-- start Input --

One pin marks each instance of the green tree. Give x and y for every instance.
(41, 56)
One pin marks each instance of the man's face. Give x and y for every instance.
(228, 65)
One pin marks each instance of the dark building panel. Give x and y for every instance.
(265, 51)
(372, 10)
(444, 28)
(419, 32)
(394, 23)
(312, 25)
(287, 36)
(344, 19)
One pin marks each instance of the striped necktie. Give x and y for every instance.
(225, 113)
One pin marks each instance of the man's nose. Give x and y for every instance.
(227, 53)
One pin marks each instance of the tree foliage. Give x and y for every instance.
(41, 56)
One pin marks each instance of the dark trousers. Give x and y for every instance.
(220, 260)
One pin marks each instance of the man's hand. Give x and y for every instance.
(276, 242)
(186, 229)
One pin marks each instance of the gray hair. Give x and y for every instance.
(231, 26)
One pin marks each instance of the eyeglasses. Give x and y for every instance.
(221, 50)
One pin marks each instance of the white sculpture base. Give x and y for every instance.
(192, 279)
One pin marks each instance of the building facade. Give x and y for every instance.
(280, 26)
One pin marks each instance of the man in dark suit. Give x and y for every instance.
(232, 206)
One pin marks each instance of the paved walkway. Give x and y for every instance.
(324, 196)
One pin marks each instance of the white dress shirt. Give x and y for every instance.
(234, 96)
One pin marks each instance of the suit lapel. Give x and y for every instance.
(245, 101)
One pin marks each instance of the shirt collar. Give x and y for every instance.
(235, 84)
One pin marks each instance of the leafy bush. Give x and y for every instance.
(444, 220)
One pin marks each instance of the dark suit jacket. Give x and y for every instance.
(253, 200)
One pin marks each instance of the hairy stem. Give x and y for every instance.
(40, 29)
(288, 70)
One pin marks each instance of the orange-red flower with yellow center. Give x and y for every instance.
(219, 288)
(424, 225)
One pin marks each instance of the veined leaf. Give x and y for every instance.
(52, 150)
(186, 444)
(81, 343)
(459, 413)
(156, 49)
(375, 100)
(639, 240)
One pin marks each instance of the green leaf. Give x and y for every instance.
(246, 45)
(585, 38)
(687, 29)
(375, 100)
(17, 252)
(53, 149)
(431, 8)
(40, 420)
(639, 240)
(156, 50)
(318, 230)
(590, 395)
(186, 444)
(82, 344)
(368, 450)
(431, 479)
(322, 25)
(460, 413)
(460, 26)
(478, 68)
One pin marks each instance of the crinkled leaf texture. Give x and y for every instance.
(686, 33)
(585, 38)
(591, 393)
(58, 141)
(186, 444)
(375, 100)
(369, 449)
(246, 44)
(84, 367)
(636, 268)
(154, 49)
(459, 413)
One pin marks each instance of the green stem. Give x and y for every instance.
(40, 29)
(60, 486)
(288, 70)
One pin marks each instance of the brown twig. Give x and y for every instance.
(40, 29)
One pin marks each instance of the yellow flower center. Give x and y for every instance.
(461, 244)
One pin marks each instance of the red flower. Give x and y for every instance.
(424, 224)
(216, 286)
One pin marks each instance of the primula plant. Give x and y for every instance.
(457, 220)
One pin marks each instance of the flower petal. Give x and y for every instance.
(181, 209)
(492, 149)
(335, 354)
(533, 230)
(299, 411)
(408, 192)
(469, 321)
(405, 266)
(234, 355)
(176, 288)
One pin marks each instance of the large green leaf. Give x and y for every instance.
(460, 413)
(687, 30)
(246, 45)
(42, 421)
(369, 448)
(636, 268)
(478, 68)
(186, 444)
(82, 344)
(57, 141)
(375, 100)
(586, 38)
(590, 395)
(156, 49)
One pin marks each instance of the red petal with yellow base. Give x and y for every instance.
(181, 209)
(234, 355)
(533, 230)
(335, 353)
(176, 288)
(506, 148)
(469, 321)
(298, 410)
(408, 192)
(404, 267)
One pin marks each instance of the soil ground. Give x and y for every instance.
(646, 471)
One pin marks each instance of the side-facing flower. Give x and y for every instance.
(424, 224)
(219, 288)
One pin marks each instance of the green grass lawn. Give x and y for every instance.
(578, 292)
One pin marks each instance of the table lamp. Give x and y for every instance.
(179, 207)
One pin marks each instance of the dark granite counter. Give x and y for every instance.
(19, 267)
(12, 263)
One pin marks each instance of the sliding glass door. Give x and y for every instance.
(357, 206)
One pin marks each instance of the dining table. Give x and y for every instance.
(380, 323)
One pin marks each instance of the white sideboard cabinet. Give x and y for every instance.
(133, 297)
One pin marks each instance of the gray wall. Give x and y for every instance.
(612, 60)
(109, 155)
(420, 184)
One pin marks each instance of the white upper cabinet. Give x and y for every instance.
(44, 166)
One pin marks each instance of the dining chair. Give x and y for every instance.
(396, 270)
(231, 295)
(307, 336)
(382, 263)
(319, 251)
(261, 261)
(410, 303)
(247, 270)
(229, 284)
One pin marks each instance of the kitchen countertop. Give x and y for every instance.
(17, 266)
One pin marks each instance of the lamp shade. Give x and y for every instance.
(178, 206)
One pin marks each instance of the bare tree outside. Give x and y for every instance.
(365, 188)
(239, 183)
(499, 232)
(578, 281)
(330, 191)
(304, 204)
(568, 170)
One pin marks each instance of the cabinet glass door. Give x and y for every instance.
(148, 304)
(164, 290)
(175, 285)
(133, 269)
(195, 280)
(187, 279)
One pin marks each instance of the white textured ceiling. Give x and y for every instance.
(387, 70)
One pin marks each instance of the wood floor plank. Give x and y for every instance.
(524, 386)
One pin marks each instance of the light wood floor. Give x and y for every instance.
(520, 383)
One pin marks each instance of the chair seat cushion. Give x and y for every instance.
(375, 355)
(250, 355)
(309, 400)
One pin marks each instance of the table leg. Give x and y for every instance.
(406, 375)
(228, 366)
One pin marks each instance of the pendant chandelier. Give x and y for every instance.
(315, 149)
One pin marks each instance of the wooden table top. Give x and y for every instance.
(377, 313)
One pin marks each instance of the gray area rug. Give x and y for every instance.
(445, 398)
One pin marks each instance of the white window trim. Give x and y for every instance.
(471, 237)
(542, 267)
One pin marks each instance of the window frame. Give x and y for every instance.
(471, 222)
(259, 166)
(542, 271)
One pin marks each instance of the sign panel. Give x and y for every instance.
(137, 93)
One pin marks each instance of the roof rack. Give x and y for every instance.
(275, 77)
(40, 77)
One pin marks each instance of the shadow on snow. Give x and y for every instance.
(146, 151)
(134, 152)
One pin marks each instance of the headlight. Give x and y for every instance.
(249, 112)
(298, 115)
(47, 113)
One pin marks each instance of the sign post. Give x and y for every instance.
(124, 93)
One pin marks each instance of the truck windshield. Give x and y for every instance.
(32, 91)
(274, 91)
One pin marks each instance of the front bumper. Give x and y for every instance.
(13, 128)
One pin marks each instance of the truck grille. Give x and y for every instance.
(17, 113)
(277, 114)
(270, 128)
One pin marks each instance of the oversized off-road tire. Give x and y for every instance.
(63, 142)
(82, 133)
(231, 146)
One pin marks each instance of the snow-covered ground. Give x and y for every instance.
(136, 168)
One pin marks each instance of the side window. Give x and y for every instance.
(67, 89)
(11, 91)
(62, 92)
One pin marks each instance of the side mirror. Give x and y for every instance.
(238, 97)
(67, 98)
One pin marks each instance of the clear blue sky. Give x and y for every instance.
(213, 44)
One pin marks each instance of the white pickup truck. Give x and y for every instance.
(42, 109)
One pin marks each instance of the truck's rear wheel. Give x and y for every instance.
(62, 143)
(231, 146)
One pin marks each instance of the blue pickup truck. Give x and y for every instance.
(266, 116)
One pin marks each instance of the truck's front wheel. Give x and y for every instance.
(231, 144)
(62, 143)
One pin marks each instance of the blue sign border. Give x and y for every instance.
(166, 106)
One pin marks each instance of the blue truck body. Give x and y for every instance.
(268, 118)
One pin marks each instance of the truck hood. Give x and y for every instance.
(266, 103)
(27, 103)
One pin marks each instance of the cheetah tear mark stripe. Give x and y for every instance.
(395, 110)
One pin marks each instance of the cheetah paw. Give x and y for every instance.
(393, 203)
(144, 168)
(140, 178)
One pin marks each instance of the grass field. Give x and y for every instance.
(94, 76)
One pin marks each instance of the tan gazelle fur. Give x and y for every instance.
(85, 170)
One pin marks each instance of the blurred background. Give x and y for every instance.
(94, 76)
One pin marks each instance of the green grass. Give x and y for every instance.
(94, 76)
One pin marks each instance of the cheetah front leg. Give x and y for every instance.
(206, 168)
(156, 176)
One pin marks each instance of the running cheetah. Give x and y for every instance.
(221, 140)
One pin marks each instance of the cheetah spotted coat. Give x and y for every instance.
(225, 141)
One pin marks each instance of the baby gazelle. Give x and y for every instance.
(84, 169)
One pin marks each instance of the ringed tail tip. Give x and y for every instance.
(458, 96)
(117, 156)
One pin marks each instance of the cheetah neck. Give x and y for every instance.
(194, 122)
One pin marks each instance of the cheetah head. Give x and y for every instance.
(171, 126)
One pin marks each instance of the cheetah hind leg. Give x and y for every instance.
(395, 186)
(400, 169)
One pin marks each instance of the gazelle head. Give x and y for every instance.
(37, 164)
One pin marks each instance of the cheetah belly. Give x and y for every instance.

-- end Input --

**Brief:** Repeat exactly, and only, the lines from the one containing "One pin marks each instance of the grass" through the end of the material.

**Output of the task:**
One pin marks each instance of the grass field. Give x and y for every instance.
(94, 76)
One pin marks each instance of the tan gazelle fur. Give x and y for every instance.
(85, 170)
One pin marks each instance of the blurred background. Give x and y for every instance.
(94, 76)
One pin marks each instance of the green grass. Give x and y for every instance.
(94, 76)
One pin marks each instance of the cheetah front leg. Give x and y for every instance.
(206, 168)
(156, 176)
One pin marks each instance of the running cheetah. Give x and y for every instance.
(221, 140)
One pin marks each instance of the cheetah spotted coat. Give x and y for every instance.
(225, 141)
One pin marks each instance of the baby gazelle. Give x and y for every instance.
(84, 169)
One pin marks each instance of the ringed tail tip. Give x and y for every instance.
(458, 96)
(117, 156)
One pin marks each instance of the cheetah neck. Give x and y for every instance.
(194, 122)
One pin marks each instance of the cheetah head. Give x and y for every instance.
(171, 126)
One pin marks each instance of the cheetah hind leg. Give x and y for every instance.
(395, 186)
(400, 169)
One pin marks each instance of the gazelle head. Give x and y for every instance.
(37, 164)
One pin marks each instance of the cheetah belly. Give x and y for every instance.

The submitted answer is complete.